== Data shown ==

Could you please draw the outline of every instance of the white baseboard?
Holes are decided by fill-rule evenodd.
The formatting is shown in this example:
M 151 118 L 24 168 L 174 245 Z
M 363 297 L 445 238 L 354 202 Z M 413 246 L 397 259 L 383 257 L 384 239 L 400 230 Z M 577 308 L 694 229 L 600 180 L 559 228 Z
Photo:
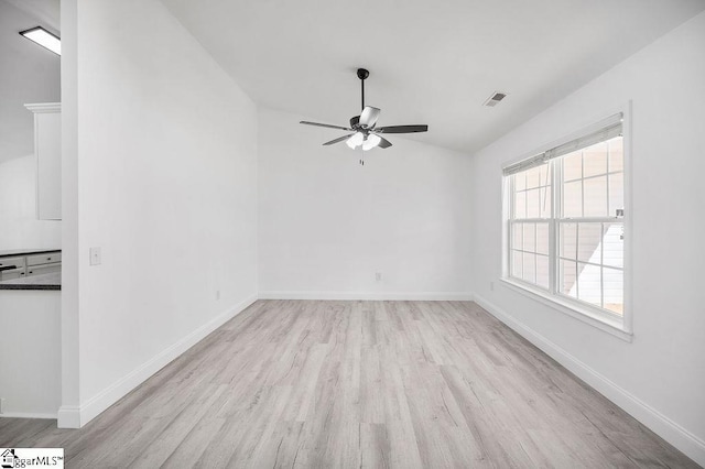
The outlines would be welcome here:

===

▸ Exercise description
Copy all of the lines above word for word, leaving the pictures out.

▸ Solution to the exercise
Could you please draw the outline of every instance of the white baseboard?
Holes are decided by fill-rule evenodd.
The formatting is shown in this example:
M 151 118 L 24 168 L 174 245 Z
M 363 297 L 445 238 L 354 202 Z M 413 246 L 397 259 L 383 257 L 384 239 L 400 230 Z M 577 308 L 694 229 L 600 180 L 559 228 Z
Photo:
The outlines would be welcome here:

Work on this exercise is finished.